# [Work required]
All of the data should be restated word for word.

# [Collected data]

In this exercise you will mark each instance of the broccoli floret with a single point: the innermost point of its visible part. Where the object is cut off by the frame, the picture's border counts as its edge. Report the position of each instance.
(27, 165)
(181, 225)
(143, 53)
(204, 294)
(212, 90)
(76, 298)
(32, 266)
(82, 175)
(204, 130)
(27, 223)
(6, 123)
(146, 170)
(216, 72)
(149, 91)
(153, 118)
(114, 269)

# [Solution to the problem]
In this exercise you will mark each instance of the broccoli floret with a single point: the innermost point of its visible part. Where the object is cut off by the frame, the picture's border counts as its edge. Report the position of each instance.
(27, 165)
(181, 225)
(143, 53)
(204, 294)
(212, 90)
(76, 298)
(32, 266)
(82, 175)
(204, 130)
(27, 223)
(6, 123)
(146, 170)
(216, 72)
(149, 91)
(153, 118)
(114, 269)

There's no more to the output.